Write the data out again in full, with no departure from the original.

═══ MATERIAL FOR THIS TASK ═══

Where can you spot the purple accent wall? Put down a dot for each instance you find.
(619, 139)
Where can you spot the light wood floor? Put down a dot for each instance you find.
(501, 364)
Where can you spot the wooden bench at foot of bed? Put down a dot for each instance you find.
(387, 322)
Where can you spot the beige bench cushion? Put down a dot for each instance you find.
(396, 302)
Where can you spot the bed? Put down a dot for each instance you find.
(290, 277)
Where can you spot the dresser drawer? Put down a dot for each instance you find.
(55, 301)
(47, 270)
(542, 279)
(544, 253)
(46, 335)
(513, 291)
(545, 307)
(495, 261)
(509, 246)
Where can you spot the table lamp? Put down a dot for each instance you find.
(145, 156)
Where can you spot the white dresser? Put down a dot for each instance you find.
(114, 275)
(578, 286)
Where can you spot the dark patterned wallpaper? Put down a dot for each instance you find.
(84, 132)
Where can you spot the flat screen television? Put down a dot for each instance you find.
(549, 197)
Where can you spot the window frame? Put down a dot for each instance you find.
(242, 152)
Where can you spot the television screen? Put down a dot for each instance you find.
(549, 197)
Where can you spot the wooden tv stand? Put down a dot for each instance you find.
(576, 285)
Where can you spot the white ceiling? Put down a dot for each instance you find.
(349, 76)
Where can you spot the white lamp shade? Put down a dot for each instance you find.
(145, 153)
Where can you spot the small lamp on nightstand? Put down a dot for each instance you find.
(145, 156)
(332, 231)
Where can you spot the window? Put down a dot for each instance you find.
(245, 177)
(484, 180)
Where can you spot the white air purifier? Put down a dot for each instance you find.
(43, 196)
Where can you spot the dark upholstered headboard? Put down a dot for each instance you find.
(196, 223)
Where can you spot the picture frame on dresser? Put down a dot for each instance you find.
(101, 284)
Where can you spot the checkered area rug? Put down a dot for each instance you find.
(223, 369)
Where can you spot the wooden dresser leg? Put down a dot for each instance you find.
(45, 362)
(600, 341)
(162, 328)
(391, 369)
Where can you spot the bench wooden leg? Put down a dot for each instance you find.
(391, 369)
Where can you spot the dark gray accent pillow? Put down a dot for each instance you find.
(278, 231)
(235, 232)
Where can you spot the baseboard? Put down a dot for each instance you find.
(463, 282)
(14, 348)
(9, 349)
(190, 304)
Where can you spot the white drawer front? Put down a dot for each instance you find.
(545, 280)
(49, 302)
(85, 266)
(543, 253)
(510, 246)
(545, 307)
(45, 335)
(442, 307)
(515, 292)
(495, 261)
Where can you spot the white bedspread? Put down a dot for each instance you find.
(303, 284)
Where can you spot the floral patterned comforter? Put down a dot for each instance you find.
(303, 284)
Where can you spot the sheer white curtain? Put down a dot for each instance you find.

═══

§ **THE RESPONSE**:
Where can you spot the purple accent wall? Put down a dot for each instance you find.
(619, 139)
Where can you spot the light wood floor? Put down a dot for each instance you find.
(501, 364)
Where can you spot the wooden bench at foot of bed? Put down a dot for each instance you find.
(387, 322)
Where can you spot the beige bench cushion? Put down a dot for each instance you find.
(396, 302)
Where can you spot the bed? Put down a dot for each instance you find.
(290, 277)
Where can you spot the dresser drawer? Put down a dot for each instance you find.
(55, 301)
(47, 270)
(542, 279)
(544, 253)
(46, 335)
(513, 291)
(545, 307)
(495, 261)
(509, 246)
Where can you spot the table lamp? Put down a dot for each instance you find.
(145, 156)
Where can you spot the white dresser? Put down a dot for each instance you find.
(114, 275)
(578, 286)
Where can you spot the dark patterned wallpaper? Put down a dot for each instance you find.
(84, 132)
Where can you spot the flat screen television? Put down a dot for each instance you find.
(549, 197)
Where can you spot the window frame? Put down a dot for each instance you find.
(242, 152)
Where can you spot the television screen? Put down a dot for each instance you find.
(549, 197)
Where can you spot the wooden tv stand? Put down a dot for each instance you find.
(576, 285)
Where can you spot the white ceiling? Put down a dot for each instance you find.
(349, 76)
Where can you spot the white lamp shade? Put down a dot for each instance you find.
(145, 153)
Where can you spot the small lamp on nightstand? Put down a dot for each instance you find.
(145, 156)
(332, 231)
Where can you spot the window? Put down a dot for each instance you find.
(245, 177)
(484, 180)
Where can you spot the white air purifier? Put down a dot for each instance you find.
(43, 196)
Where can you spot the dark upholstered headboard? Put down a dot for each instance you find.
(196, 223)
Where can you spot the picture frame on dresser? Put down a dot for each instance you find.
(101, 284)
Where can you spot the checkered area rug? Put down a dot for each instance you find.
(223, 369)
Where can you spot the wooden dresser leg? Put down a dot for each instance you find.
(45, 362)
(600, 341)
(162, 328)
(391, 369)
Where can you spot the bench wooden leg? Put down a dot for each instance you find.
(391, 369)
Where can you spot the dark gray accent pillow? Put down a dot for each instance you find.
(278, 231)
(235, 232)
Where can you spot the baseboard? Put down a dot for each instance you find.
(463, 282)
(14, 348)
(9, 349)
(190, 304)
Where can you spot the white drawer front? Put down a dot for each instance you find.
(545, 280)
(49, 302)
(85, 266)
(543, 253)
(510, 246)
(545, 307)
(45, 335)
(442, 307)
(515, 292)
(495, 261)
Where can you spot the white bedspread? Put down a dot for each instance you find.
(303, 284)
Where can you spot the floral patterned comforter? Put down a dot for each instance you find.
(303, 284)
Where can you spot the sheer white curtain? Put down a dot for each instance you find.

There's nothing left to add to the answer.